## BEGIN SUPPLIED RECORDS
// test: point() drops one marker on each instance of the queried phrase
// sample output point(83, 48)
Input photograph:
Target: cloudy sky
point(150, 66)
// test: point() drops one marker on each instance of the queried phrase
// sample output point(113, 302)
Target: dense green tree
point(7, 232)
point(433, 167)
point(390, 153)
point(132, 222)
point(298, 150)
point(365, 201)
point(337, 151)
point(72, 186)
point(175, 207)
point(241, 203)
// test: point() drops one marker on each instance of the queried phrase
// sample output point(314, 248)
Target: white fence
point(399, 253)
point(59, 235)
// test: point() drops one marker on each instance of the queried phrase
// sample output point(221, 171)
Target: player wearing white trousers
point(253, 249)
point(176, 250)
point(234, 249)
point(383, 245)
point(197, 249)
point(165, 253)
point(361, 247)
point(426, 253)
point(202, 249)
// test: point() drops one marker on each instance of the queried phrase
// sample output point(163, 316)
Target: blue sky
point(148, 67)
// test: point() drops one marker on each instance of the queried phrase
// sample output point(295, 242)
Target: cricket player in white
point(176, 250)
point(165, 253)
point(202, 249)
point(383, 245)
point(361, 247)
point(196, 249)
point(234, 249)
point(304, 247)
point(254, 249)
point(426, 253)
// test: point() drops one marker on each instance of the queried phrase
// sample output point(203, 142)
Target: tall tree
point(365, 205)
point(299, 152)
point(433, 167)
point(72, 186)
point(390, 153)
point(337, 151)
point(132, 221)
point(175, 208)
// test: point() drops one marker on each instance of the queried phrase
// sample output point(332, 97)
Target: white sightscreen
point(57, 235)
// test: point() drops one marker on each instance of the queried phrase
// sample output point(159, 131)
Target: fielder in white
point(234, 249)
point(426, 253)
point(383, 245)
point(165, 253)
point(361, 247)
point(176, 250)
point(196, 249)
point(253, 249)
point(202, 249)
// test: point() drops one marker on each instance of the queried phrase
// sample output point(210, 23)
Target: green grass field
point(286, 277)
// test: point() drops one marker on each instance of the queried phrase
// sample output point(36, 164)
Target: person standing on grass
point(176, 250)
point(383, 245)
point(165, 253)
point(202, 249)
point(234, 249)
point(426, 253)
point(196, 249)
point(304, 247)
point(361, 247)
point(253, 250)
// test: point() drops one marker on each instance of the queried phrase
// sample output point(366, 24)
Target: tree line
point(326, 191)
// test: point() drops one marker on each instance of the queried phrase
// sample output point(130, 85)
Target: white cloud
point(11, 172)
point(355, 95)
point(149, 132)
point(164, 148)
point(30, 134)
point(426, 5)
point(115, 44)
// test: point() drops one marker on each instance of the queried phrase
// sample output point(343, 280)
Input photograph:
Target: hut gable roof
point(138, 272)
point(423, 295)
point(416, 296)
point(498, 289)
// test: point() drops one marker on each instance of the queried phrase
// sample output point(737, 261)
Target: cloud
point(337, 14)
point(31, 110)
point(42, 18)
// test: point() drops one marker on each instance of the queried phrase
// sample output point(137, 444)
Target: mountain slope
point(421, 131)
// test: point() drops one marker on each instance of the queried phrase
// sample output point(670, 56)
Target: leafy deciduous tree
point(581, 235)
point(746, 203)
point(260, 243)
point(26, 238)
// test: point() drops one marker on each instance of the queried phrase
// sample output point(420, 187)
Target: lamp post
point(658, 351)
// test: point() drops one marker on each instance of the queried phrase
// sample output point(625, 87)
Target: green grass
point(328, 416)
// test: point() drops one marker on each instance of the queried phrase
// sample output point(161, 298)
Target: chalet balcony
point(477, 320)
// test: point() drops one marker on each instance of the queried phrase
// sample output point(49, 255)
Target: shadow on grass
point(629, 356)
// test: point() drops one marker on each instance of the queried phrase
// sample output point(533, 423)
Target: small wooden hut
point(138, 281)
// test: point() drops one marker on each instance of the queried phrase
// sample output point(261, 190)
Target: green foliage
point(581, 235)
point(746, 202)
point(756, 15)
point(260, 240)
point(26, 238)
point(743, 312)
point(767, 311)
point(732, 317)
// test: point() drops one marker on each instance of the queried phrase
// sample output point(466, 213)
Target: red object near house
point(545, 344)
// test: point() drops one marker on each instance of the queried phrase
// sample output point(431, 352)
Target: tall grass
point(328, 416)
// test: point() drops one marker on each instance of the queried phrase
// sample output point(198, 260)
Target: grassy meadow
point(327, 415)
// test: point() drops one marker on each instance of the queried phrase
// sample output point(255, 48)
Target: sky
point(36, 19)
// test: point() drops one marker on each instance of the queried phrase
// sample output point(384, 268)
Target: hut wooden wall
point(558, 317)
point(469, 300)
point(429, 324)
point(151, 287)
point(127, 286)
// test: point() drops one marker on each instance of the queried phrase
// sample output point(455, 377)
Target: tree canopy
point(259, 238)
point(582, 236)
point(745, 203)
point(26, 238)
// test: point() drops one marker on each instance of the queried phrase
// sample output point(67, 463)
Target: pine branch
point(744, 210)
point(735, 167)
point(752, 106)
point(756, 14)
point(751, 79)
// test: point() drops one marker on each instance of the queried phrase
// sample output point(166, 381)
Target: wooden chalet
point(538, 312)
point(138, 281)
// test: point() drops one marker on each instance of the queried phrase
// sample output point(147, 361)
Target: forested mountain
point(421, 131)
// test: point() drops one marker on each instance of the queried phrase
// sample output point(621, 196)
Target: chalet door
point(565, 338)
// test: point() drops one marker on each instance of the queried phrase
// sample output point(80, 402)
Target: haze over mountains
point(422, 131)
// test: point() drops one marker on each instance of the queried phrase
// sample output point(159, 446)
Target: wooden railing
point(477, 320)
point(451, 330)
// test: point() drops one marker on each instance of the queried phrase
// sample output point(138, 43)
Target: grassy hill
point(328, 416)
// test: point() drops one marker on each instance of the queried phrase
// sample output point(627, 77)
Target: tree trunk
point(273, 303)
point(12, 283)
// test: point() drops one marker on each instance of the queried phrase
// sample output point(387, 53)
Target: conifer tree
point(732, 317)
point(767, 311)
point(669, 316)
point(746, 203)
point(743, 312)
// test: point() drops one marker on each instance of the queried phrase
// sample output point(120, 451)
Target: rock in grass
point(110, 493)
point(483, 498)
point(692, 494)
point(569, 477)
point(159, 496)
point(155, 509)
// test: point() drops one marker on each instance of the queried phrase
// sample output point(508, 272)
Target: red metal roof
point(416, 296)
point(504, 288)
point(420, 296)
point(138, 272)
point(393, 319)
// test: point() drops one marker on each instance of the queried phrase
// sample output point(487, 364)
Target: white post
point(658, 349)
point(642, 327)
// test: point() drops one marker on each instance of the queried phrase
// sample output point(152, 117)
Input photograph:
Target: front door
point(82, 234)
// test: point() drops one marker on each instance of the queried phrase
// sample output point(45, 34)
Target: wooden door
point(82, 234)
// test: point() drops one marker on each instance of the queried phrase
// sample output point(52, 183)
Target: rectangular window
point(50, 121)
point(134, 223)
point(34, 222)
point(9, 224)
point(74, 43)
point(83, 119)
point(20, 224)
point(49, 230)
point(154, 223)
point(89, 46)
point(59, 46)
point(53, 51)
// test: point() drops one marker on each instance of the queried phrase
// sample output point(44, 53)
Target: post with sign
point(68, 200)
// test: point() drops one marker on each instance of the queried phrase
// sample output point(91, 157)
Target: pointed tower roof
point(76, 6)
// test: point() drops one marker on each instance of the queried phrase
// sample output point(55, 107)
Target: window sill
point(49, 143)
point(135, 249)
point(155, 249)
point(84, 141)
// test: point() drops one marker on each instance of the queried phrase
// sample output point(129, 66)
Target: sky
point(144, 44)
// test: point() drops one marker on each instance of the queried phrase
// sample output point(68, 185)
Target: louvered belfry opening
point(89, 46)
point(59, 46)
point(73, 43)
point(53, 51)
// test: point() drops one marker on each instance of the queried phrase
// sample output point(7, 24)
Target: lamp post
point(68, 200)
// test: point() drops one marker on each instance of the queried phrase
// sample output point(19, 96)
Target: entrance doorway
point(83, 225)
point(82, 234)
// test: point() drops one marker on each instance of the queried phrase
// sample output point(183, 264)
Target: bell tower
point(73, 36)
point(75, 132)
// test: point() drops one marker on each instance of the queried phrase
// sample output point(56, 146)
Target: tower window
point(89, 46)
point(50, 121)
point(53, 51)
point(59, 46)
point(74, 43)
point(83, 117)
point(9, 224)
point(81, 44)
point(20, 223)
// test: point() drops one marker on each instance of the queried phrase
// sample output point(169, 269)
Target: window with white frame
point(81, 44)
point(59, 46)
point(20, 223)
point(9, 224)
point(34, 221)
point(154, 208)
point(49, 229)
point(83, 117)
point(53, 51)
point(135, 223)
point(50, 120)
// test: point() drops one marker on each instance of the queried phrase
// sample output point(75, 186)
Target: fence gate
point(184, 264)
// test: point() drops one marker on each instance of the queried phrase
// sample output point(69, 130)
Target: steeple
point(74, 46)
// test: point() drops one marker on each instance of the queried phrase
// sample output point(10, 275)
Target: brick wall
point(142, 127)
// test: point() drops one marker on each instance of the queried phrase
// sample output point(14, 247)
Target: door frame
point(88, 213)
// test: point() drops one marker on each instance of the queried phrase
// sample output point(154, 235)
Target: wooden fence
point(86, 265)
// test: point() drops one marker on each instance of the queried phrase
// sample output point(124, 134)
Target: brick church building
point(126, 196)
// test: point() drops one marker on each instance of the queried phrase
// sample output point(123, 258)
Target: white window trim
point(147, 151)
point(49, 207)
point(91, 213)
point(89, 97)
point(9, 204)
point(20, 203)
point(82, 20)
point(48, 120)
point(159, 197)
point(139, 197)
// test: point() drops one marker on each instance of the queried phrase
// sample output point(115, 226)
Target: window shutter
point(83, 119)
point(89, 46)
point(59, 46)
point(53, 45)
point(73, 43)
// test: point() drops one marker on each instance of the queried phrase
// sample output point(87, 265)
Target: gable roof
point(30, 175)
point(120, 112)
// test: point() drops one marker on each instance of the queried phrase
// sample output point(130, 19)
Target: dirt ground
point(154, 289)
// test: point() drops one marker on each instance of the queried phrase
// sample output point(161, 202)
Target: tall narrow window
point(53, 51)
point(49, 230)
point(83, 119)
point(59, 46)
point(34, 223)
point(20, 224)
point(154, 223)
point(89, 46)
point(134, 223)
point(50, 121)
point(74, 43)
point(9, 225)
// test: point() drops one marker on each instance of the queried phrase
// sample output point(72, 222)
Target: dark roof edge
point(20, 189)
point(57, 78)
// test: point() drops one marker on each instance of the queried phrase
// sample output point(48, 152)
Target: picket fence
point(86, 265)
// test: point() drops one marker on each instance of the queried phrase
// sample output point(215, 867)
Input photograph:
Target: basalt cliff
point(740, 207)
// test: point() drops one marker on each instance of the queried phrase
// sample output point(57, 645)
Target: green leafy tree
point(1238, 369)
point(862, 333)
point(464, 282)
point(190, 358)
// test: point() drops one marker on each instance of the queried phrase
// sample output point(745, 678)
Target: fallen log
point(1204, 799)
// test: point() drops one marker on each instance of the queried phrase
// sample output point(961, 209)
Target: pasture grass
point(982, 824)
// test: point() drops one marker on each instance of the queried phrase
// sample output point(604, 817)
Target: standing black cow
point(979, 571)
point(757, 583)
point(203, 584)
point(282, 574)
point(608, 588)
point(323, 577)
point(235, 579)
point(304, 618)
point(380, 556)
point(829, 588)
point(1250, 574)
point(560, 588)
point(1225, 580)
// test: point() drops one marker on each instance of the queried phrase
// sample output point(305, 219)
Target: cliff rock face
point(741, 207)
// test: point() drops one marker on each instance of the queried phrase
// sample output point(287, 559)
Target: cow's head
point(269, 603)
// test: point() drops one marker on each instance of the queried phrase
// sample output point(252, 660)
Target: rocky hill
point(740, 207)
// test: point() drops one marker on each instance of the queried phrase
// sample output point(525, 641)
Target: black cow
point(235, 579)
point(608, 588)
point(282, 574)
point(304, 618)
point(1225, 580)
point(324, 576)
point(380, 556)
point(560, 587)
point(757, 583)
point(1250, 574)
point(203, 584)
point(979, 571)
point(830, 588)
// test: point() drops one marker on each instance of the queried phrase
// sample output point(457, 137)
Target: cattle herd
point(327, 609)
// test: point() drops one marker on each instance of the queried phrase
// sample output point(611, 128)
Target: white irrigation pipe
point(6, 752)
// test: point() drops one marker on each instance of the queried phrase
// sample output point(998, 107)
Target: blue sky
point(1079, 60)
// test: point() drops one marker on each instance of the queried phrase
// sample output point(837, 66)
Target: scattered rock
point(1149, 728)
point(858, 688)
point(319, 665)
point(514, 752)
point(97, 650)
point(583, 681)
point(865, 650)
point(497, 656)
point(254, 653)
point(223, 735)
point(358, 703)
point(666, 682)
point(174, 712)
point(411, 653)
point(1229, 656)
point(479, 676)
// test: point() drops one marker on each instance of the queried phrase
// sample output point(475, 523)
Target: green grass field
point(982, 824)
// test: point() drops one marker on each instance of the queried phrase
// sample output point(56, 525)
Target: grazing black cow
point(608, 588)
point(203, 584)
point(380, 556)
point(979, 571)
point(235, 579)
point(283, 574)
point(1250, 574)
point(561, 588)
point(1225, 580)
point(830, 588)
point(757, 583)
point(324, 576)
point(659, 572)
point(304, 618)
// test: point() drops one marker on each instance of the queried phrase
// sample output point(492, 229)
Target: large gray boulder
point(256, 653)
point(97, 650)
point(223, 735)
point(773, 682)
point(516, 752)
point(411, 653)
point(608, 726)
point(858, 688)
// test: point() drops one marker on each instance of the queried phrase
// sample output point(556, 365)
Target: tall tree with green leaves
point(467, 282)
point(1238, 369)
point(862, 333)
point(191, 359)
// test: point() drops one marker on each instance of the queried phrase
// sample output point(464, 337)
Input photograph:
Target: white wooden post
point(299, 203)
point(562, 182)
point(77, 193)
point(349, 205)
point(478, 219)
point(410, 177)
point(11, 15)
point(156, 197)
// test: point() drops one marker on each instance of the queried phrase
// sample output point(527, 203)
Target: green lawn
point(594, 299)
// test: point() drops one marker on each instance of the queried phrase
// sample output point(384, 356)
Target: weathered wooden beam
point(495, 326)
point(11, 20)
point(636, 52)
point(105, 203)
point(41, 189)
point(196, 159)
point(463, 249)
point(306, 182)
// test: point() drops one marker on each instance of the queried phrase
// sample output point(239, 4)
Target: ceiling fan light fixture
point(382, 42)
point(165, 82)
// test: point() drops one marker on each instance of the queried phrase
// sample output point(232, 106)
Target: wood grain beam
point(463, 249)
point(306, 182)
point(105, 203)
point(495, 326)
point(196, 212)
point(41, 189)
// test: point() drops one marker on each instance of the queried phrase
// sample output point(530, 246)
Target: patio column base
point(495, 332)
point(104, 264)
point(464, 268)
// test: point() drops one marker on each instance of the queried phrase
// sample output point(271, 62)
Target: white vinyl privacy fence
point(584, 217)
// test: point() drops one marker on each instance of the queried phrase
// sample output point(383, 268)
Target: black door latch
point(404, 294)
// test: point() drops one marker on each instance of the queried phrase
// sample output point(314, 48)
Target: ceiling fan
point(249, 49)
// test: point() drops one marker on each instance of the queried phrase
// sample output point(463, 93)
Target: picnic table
## END SUPPLIED RECORDS
EXERCISE DETAILS:
Filter the material above, keeping every line that contains the string "green". Treat uppercase and lowercase letters as distinct.

CORRECT RESPONSE:
Target: dense green tree
Target: green grass field
Target: green grass
Target: green foliage
Target: green leafy tree
Target: green grass field
Target: tall tree with green leaves
Target: green lawn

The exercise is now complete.